- Исходный текст -
☆ ☆ ☆ ☆ ☆
О мелких группах противника не сказано ни в «Донетчине в годы Великой Отечественной войны» (Донецк, 2008), ни в журнале боевых действий 12-й гвардейской танковой бригады, отрывок которого печатался в газете «Маяк» (№ 16, 17 от 27, 29.01.1988). А между тем, размещение гарнизонов сёл, которые попадались на пути кантемировцев, важно для восстановления картины боевых действий в треугольнике Лозовая, Красноармейское, Краматорск. Так, в «Донетчине…» указан маршрут рейда кантемировцев Краматорск, Андреевка, Ново-Александровка. От Андреевки до Новоалександровки можно проехать, как минимум, тремя путями. Самый интересный вопрос из данного раздела: что творилось в это время в Золотом Колодце? Через село прошла бронетехника кантемировцев, или всё же немецкий гарнизон села выдавили лыжники 7-й бригады? Кстати, прямая от Андреевки до Гришино цепляет окраину Золотого Колодца.
Теперь по поводу немецких соединений, действующих на данном направлении. Сектор Дружковки контролировала 11-я танковая дивизия. Под Краматорском, а также южнее Барвенково оборонялась 333-я пехотная дивизия. Какими частями были усилены гарнизоны сёл на пути кантемировцев – вопрос тоже интересный. Кроме того, в контрнаступлении Манштейна из сектора Дружковки участвовали два туркестанских батальона, один из которых «смотрел» на северо-восточные территории Добропольского района. Оборонялись ли они в начале февраля на данном направлении – вопрос открытый. Известно лишь то, что к 15 февраля противник отвёл свои войска с восточной части Добропольского района за р. Казённый Торец.
☆ ☆ ☆ ☆ ☆
- Исходные строки -
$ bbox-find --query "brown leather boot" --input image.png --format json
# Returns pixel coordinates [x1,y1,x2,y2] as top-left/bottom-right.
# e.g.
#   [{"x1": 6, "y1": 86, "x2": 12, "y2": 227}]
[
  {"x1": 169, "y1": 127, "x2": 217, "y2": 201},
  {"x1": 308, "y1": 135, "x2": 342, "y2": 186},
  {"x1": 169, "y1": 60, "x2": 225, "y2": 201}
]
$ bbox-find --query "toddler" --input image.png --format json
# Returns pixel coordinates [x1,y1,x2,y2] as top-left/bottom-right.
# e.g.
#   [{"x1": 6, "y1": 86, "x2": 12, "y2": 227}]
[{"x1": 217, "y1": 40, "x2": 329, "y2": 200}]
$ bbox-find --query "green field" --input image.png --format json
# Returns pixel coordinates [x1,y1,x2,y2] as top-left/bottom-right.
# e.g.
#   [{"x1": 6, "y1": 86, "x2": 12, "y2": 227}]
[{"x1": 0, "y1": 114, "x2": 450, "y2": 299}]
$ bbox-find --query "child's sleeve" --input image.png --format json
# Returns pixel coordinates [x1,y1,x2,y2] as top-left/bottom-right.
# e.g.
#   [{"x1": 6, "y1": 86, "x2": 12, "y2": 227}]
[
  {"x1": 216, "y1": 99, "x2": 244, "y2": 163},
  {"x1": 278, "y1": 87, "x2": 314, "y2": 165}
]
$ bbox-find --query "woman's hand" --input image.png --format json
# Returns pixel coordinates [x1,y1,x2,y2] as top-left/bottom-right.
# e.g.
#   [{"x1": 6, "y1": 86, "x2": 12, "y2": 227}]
☆ ☆ ☆ ☆ ☆
- Исходное задание -
Продолжите текст о боях кантемировцев в треугольнике Лозовая, Красноармейское, Краматорск сразу после его последнего предложения.

- Ответ на задание -
А теперь, что же творилось до 15 февраля в районе Доброполья. Небольшая группа 13-й гвардейской танковой бригады (до 5 танков, плюс несколько бронемашин) ночью 11 февраля занимают оборону в Анновке, на ст. Доброполье. Как свидетельствуют немецкие военные корреспонденты, в ту ночь группа советских танков заняла позиции в районе с. Доброполье. Возможно, всё село занято не было, но автодорогу ст. Доброполье – Гришино должны были освободить для обеспечения тыла кантемировцев. Целый день 11 февраля противник готовился контратаковать 4-й гвардейский танковый корпус. К счастью 13-й гвардейской танковой бригады, у 333-й пехотной дивизии не было сил для мощного удара по ней, поскольку в то время она держала оборону на широком фронте от Лозовой до Краматорска (и в результате рейда кантемировцев, её порядки были рассечены на 2 части: 2 полка оказались между Лозовой и Добропольем, а 1 полк – под Краматорском).
12 февраля дивизия СС «Викинг» вышла на коммуникации 4-го гвардейского танкового корпуса в Гришино и перерезала автодорогу к ст. Доброполье. Это был сектор ответственности 14-й гвардейской танковой бригады, которая после вступления на территорию Красноармейского пропустила вперёд, к ст. Чунишино, Бельгийская и с. Зелёное, 12-ю гвардейскую танковую бригаду, а сама вела бои на широком фронте от Зверево до терриконов Ново-Экономического (ныне – Димитров, речь идёт о территории свх. Молочный). Кроме того, отдельные группы 333-й пехотной дивизии, наверняка, контратаковали 13-ю гвардейскую танковую бригаду, нарушив коммуникации в районе с. Доброполье. 13-14 февраля небольшая группа немецкой 11-й танковой дивизии выдвинулась в направлении с. Доброполье (наверняка, через район ст. Мерцалово). Коммуникации кантемировцев оказались перерезанными и в районе х. Белицкое.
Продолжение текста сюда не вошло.